Your goal - Filter the data below, keeping every line that contains the word "fireplace".

Input data -
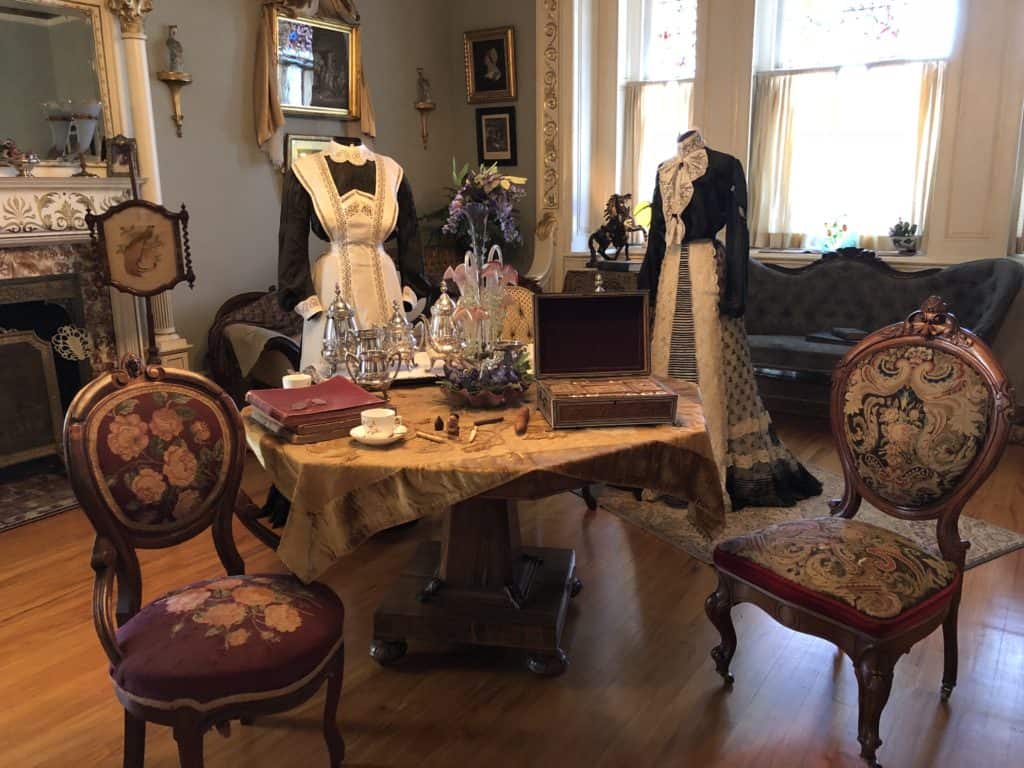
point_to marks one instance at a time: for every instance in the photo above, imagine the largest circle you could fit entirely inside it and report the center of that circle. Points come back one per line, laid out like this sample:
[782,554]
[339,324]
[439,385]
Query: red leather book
[329,400]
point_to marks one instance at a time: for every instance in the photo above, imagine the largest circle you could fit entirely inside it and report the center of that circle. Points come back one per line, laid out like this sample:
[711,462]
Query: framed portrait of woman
[489,56]
[317,65]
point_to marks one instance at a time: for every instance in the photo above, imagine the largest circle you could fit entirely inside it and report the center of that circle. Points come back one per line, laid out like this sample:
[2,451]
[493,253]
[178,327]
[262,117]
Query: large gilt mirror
[54,100]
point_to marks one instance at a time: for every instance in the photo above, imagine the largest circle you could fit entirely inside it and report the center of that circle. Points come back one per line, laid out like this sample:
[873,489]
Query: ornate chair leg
[719,607]
[875,680]
[335,743]
[188,734]
[134,740]
[949,650]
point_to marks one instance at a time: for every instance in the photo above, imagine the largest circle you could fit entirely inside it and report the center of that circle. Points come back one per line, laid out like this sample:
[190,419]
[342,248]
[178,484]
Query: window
[847,99]
[657,61]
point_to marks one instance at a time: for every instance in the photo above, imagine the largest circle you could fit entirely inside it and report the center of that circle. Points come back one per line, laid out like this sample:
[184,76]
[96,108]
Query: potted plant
[904,237]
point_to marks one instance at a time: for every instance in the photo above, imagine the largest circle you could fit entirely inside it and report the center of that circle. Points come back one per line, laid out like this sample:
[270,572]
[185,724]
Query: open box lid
[591,335]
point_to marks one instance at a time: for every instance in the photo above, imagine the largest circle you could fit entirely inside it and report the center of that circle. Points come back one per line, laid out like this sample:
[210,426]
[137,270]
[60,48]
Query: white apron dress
[357,224]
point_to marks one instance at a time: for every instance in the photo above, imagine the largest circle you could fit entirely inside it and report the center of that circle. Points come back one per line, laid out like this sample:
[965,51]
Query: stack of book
[323,412]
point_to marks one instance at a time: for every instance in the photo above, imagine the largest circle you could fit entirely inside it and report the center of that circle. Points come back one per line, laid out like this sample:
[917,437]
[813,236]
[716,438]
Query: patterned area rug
[32,492]
[671,523]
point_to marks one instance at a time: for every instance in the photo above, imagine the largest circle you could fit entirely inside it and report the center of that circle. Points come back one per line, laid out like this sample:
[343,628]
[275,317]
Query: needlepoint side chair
[921,414]
[155,457]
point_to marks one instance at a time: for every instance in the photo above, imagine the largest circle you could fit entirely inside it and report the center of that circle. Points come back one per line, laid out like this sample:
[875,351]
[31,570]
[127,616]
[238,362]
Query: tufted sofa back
[849,292]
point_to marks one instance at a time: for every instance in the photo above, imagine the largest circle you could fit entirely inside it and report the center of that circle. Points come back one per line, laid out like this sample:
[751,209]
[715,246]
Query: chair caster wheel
[548,665]
[387,651]
[576,587]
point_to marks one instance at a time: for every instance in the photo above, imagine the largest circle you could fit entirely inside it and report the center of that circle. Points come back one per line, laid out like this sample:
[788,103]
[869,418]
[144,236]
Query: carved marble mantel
[35,211]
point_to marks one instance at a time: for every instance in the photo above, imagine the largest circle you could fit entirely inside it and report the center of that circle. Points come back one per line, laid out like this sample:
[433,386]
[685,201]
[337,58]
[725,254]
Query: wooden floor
[640,689]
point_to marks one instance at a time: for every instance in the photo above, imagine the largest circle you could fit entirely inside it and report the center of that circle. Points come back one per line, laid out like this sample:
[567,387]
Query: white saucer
[359,433]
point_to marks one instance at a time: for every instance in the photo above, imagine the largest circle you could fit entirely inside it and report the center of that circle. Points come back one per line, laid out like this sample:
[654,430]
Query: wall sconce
[424,103]
[174,76]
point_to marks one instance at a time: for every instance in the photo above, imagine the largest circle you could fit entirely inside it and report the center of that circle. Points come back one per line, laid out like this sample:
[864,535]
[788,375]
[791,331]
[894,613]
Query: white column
[173,348]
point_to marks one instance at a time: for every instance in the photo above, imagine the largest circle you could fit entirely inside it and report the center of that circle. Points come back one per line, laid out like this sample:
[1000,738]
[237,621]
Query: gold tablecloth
[342,493]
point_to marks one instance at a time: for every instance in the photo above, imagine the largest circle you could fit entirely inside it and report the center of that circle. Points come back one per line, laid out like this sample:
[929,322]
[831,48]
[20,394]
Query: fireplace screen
[30,400]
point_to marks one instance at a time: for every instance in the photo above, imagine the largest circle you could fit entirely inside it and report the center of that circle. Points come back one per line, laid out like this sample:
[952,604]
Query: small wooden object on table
[602,384]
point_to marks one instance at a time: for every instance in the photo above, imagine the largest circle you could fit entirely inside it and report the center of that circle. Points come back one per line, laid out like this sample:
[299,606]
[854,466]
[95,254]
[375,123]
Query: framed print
[298,144]
[496,140]
[122,156]
[317,66]
[142,247]
[489,57]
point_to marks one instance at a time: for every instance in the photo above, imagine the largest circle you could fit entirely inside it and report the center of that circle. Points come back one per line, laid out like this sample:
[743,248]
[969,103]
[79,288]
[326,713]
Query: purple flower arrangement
[482,200]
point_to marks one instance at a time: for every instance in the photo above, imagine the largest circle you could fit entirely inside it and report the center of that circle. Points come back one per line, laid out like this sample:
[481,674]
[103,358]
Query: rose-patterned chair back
[921,414]
[154,454]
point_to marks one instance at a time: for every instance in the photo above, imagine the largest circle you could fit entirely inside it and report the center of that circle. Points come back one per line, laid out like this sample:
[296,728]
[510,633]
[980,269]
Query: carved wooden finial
[935,321]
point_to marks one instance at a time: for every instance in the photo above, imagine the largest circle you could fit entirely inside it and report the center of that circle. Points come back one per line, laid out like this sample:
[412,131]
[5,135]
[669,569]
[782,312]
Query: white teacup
[380,422]
[296,381]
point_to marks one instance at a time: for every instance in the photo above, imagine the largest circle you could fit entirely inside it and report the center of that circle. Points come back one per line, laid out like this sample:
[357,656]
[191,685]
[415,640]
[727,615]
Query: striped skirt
[694,342]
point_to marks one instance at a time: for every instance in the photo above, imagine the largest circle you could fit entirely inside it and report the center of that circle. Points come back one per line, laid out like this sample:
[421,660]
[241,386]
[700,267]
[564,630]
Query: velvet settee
[853,289]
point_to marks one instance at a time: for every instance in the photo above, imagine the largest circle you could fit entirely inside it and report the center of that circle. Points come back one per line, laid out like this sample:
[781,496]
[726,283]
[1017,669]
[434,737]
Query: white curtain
[654,114]
[855,145]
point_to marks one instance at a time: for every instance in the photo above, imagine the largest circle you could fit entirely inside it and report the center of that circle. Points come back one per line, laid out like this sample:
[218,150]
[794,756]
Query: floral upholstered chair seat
[914,419]
[858,573]
[224,638]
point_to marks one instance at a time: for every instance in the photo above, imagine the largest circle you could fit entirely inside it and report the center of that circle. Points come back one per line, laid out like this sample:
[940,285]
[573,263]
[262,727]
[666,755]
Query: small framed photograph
[298,144]
[122,156]
[496,140]
[317,65]
[489,57]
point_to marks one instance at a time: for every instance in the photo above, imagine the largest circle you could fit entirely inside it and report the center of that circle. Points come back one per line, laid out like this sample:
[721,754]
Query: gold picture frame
[298,144]
[323,66]
[489,61]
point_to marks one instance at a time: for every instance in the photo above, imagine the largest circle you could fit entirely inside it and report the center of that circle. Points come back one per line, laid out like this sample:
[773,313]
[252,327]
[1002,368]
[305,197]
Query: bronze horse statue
[619,223]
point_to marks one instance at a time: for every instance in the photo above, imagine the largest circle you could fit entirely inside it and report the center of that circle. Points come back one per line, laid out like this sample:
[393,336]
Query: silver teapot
[340,332]
[400,336]
[444,340]
[372,367]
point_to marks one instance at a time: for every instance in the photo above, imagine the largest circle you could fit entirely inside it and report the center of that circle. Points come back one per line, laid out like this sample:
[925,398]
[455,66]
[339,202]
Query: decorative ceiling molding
[131,12]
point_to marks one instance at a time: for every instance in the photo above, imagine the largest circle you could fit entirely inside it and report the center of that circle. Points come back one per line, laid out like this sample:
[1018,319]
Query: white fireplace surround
[50,208]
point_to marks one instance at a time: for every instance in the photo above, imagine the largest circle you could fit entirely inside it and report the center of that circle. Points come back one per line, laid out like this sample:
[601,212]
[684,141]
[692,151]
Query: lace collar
[354,154]
[675,177]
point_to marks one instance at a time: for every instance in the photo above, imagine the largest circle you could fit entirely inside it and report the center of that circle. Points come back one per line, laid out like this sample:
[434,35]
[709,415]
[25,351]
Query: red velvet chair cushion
[236,636]
[859,574]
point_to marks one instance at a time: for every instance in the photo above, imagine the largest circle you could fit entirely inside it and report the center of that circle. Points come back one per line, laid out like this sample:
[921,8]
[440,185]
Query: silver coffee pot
[444,338]
[340,331]
[400,336]
[372,367]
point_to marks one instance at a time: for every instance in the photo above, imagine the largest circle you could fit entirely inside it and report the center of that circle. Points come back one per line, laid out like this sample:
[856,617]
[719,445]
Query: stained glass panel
[671,39]
[824,33]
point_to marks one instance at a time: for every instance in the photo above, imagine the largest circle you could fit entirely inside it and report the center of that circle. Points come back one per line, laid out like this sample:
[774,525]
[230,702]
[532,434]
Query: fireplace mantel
[36,211]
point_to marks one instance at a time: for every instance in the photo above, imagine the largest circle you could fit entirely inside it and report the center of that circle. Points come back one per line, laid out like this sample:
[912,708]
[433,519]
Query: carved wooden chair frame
[115,562]
[873,658]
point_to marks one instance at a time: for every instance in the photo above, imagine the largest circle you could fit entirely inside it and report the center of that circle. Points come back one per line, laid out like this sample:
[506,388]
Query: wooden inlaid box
[592,361]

Response to the task -
Query: fireplace screen
Query: white fireplace surround
Query: fireplace mantel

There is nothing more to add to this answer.